As AI continues to dominate the headlines, one word that is consistently cropping up is “transparency” - particularly in relation to the origin of data sets that have been used to train AI systems. Over the last few months, we’ve seen several calls for transparency make their way into legislative discussions around how best to regulate AI, including in the draft EU AI Act (see here), the Bletchley Declaration that was signed on the first day of the UK’s AI Safety Summit last month (see here) and in a recent UK Private Members’ Bill that was introduced into the House of Lords by Lord Holmes of Richmond.
But it’s not just legislative bodies that are considering this. Established corporates are also making their views known, particularly in the US. Last week, the Data & Trust Alliance announced what are believed to be the first cross-industry standards for data provenance. These voluntary standards are designed to help companies understand where, when and how the data they manage was collected or generated, with the aim of providing increased transparency into the origin of datasets that are used in both traditional data and AI applications – a noble intention if ever there was one!
What are the new data provenance standards and what are they to be used for?
Founded in September 2020, the Data & Trust Alliance (“D&TA”) is a not-for-profit consortium of large US corporates and institutions across industries that work together to develop and adopt responsible data and AI practices.
In their latest initiative, experts from 19 companies within the D&TA, including Deloitte, IBM and Nielsen, worked together to create a set of eight proposed “Data Provenance Standards” for use in relation to both traditional data and AI use cases. The eight standards are: lineage, source, legal rights, privacy and protection, generation date, data type, generation method, and intended use and restrictions.

▶ **Data lines**:
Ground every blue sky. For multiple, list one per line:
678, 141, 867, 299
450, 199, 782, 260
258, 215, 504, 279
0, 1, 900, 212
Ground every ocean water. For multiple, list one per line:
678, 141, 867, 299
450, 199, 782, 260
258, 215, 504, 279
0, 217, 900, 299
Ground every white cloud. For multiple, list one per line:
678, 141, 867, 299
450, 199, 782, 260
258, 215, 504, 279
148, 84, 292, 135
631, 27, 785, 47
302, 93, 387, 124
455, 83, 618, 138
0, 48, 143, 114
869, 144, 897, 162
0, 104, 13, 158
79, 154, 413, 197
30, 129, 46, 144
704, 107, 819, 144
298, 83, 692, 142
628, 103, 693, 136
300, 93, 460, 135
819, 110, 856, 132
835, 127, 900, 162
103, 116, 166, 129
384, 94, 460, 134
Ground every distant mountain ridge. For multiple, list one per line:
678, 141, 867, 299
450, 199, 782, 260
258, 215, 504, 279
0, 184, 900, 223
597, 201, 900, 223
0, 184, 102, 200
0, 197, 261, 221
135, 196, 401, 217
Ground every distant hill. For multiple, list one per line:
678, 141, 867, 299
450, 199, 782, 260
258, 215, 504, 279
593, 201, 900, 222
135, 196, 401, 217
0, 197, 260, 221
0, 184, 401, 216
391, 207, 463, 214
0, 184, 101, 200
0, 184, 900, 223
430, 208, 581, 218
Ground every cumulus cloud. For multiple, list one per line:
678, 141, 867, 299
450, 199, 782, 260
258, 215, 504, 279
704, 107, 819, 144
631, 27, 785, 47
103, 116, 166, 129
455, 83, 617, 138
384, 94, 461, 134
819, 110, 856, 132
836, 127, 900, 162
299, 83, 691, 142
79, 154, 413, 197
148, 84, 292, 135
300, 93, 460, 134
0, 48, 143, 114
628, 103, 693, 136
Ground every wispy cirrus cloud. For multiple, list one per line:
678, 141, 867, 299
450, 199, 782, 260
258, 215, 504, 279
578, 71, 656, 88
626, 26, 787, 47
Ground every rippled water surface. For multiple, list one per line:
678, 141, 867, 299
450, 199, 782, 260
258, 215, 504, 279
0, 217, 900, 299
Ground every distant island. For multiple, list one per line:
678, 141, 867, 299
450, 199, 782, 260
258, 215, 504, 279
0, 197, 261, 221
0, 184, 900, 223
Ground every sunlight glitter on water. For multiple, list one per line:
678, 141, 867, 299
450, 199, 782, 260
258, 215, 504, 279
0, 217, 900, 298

▶ **Required actions**:
**1)** Translate this sentence from the page on data provenance standards into Spanish: "Last week, the Data & Trust Alliance announced what are believed to be the first cross-industry standards for data provenance."
**2)** Multiply every coordinate in the answers of the listing by 2.15 and round to whole numbers, with halves going up. Write out the stretch from the line containing "Ground every distant island." through the end of the listing, requests included, and keep the requests and their sample numbers unchanged.
The page on data provenance standards and the listing come from unrelated sources.

▶ **Answers to each task**:
**1)** La semana pasada, la Data & Trust Alliance anunció lo que se cree que son los primeros estándares intersectoriales de procedencia de datos.

**2)**
Ground every distant island. For multiple, list one per line:
678, 141, 867, 299
450, 199, 782, 260
258, 215, 504, 279
0, 424, 561, 475
0, 396, 1935, 479
Ground every sunlight glitter on water. For multiple, list one per line:
678, 141, 867, 299
450, 199, 782, 260
258, 215, 504, 279
0, 467, 1935, 641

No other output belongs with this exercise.